TASK OBJECTIVE — What is needed here is a verbatim copy of the records that follow.

---- DATA RECORDS

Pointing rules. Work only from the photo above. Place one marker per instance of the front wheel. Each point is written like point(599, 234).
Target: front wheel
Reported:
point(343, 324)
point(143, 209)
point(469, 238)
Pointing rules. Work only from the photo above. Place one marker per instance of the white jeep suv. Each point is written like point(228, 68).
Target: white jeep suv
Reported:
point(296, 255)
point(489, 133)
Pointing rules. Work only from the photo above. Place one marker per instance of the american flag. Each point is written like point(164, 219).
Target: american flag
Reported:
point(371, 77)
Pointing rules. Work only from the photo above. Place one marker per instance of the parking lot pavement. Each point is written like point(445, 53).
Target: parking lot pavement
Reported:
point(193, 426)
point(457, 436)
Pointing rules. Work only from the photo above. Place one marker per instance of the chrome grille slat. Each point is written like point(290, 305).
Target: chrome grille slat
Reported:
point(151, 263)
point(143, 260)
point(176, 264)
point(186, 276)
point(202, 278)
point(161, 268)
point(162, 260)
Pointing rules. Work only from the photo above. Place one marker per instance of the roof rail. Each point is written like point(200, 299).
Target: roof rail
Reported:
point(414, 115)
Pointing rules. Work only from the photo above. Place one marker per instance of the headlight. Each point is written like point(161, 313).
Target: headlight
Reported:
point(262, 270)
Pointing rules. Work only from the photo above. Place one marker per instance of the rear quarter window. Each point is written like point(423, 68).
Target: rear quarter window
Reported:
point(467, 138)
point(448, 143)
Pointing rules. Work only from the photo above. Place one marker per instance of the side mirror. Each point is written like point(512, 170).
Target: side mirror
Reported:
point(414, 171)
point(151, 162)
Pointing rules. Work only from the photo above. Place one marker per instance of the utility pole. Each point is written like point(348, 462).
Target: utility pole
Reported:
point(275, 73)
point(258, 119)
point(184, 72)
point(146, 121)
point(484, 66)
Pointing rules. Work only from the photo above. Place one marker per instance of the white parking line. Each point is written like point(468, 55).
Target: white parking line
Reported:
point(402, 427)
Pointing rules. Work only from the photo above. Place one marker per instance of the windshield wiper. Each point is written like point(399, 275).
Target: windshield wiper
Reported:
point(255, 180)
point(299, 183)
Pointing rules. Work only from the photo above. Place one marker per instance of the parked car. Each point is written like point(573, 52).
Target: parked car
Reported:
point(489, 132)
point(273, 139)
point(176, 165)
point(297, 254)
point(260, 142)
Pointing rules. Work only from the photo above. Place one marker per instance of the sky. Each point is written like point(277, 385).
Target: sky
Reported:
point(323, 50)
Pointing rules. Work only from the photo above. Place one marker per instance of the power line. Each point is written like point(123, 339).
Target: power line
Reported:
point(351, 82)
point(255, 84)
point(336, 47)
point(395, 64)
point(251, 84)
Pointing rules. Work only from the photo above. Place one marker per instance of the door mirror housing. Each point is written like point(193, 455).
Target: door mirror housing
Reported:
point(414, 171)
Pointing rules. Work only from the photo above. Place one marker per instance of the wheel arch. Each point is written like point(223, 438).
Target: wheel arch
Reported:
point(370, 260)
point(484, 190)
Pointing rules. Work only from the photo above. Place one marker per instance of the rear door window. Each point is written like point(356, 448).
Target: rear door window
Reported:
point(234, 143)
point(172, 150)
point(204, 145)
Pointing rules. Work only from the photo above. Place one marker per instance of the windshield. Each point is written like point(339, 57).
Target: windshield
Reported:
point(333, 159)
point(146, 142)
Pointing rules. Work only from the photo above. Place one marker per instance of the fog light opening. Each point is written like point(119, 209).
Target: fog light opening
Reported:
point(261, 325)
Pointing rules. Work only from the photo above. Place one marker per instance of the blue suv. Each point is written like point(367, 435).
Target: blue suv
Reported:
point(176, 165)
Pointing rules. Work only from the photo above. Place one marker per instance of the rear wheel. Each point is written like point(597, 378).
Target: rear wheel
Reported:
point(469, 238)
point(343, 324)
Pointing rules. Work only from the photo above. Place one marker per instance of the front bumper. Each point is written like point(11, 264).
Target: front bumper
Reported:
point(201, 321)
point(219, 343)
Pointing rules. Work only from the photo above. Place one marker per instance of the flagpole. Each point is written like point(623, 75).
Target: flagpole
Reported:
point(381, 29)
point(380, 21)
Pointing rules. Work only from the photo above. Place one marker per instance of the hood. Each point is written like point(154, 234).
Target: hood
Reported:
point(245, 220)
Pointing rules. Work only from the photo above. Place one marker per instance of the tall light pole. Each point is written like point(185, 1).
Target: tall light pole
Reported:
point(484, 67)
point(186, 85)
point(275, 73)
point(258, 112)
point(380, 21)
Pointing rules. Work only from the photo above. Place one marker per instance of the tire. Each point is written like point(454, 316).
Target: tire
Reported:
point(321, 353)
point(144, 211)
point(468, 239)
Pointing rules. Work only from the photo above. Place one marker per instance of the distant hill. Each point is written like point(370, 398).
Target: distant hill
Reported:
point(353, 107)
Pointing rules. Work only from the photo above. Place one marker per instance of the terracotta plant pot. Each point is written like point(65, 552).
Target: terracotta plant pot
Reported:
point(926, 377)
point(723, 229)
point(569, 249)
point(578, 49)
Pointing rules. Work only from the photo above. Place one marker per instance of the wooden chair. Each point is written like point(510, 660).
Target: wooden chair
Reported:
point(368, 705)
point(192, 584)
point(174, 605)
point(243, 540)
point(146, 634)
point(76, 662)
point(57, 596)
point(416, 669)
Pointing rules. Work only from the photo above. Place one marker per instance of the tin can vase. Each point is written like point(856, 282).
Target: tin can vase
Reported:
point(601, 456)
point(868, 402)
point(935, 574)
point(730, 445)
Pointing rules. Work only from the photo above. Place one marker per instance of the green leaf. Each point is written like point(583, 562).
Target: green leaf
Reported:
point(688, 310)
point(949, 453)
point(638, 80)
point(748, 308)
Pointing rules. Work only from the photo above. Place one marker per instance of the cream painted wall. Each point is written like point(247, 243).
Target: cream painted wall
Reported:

--------

RESPONSE FOR THIS EXERCISE —
Pointing rules. Work only from the photo above. Place one marker per instance of the front wheel. Each point is written like point(599, 234).
Target: front wheel
Reported:
point(343, 324)
point(143, 209)
point(469, 238)
Pointing rules. Work only from the photo above. Place one marker per instance of the white jeep suv. Each point is written like point(228, 68).
Target: white jeep suv
Reported:
point(296, 255)
point(489, 133)
Pointing rules. Work only from the photo above. Place one marker per instance of the american flag. Each point is written like point(164, 219).
Target: american flag
Reported:
point(371, 77)
Pointing rules. Work only from the photo above. Place one marker per instance of the parking lot pavement. Each point is written like point(445, 53).
Target: parking lot pavement
Reported:
point(193, 426)
point(457, 436)
Pointing rules. Work only from the photo above. Place one marker per instance of the chrome grille slat. Each point is written like point(290, 305).
Target: chrome grille slat
Reported:
point(151, 263)
point(143, 260)
point(176, 264)
point(186, 276)
point(202, 278)
point(161, 268)
point(162, 260)
Pointing rules. Work only from the photo above. Place one marker per instance of the roof rail. Each point is written like point(200, 299).
Target: roof rail
Reported:
point(414, 115)
Pointing rules. Work only from the photo above. Place one marker per instance of the headlight. Each point is written like point(161, 313).
Target: headlight
Reported:
point(262, 270)
Pointing rules. Work only from the photo above. Place one marker per instance of the rear quarter window. Each point is written like point(423, 68).
Target: rear quarter window
Reported:
point(467, 138)
point(448, 143)
Pointing rules. Work only from the photo above. Place one marker per instance of the side mirror. Each point is written like point(512, 170).
Target: side mirror
Reported:
point(414, 171)
point(151, 162)
Pointing rules. Work only from the photo above. Place one marker per instance of the utility pole. Each point is written like point(348, 462).
Target: utility pole
Reported:
point(275, 73)
point(258, 119)
point(184, 72)
point(146, 121)
point(484, 66)
Pointing rules. Work only from the photo above. Place one marker per instance of the white parking line. Each point is written like point(468, 55).
Target: white parking line
Reported:
point(402, 427)
Pointing rules. Work only from the photo above. Place one marker per instance of the windshield wiper. Each point is written like point(399, 275).
Target: windshield wiper
Reported:
point(255, 180)
point(299, 183)
Pointing rules. Work only from the photo above. Place one marker per instance of the parked car. Each point is written like point(573, 52).
Target: parked car
Reported:
point(489, 132)
point(273, 139)
point(176, 165)
point(297, 254)
point(260, 142)
Pointing rules. Work only from the photo above. Place one marker per instance of the sky. Each point is written like point(277, 385).
Target: sky
Reported:
point(323, 50)
Pointing rules. Work only from the photo above. Place one marker per instance of the power line. Each point is written like point(123, 339).
Target: power line
Reported:
point(351, 82)
point(255, 84)
point(336, 47)
point(395, 64)
point(251, 84)
Pointing rules. Work only from the photo above. Place one marker per instance of the door mirror housing. Each point is written like point(193, 455).
Target: door mirror housing
Reported:
point(414, 171)
Pointing rules. Work only from the photo above. Place one marker per instance of the wheel arch. Each point is written like point(223, 438).
Target: wheel arch
Reported:
point(370, 260)
point(484, 190)
Pointing rules. Work only from the photo above. Place one marker per instance of the rear door window. Each point is written like point(356, 448).
Target: rear door window
Reported:
point(234, 143)
point(172, 150)
point(204, 145)
Pointing rules. Work only from the photo above. Place one marker per instance of the windshield. Each point is written like point(339, 57).
Target: windshield
Reported:
point(333, 159)
point(146, 142)
Pointing rules. Work only from the photo above. Place one marker per instance of the fog light opening. Each point is written like point(119, 209).
Target: fog light opening
Reported:
point(261, 325)
Pointing rules. Work only from the photo above. Place one marker per instance of the blue suv. Each point is written like point(367, 435).
Target: blue suv
Reported:
point(176, 165)
Pointing rules. Work only from the photo above. Place one marker per instance of the rear wheel. Each point is written like point(597, 378).
Target: rear wheel
Reported:
point(469, 238)
point(343, 324)
Pointing rules. Work only from the photo above. Place one marker per instance of the front bumper. Each point is written like point(11, 264).
Target: front bumper
Reported:
point(201, 321)
point(219, 343)
Pointing rules. Work only from the photo above. Place one marker per instance of the flagpole. Each point is written like point(623, 75).
Target: flagpole
Reported:
point(381, 29)
point(380, 21)
Pointing rules. Work only from the photo above. Place one marker per instance of the hood. Each point is written like point(154, 234).
Target: hood
Reported:
point(245, 220)
Pointing rules. Work only from the photo above. Place one marker per instance of the tall light pole. Each point is written like point(185, 1).
Target: tall light pole
Reported:
point(484, 67)
point(186, 85)
point(275, 73)
point(258, 112)
point(380, 21)
Pointing rules. Work only from the photo above. Place one marker per instance of the tire. Each point is written like point(454, 316).
Target: tire
Reported:
point(321, 353)
point(144, 211)
point(468, 239)
Pointing rules. Work only from the photo above. Place one marker per instance of the distant hill. Each point is written like point(370, 398).
Target: distant hill
Reported:
point(353, 107)
Pointing rules. Work only from the photo above. Place one marker per instance of the terracotta plant pot. Each point is written like point(65, 552).
Target: terracotta plant pot
Reported:
point(926, 377)
point(723, 229)
point(569, 249)
point(578, 49)
Pointing rules. Work only from the photo above. Place one marker per instance of the wooden chair. Each point is written like point(510, 660).
Target: wooden chair
Reported:
point(368, 705)
point(192, 584)
point(174, 605)
point(243, 540)
point(146, 634)
point(76, 662)
point(57, 596)
point(416, 669)
Pointing rules. Work only from the photo above. Place one marker per instance of the tin can vase. Each point is written like point(856, 282).
Target: tin can vase
Reported:
point(601, 456)
point(868, 402)
point(935, 574)
point(730, 445)
Pointing rules. Work only from the photo above. Place one marker per instance of the green leaf. Each point is written like point(583, 562).
Target: green leaf
Reported:
point(688, 310)
point(949, 453)
point(638, 80)
point(748, 308)
Pointing rules. Work only from the photo above. Place one marker per instance of the cream painted wall. Each point is written like point(247, 243).
Target: cream painted wall
Reported:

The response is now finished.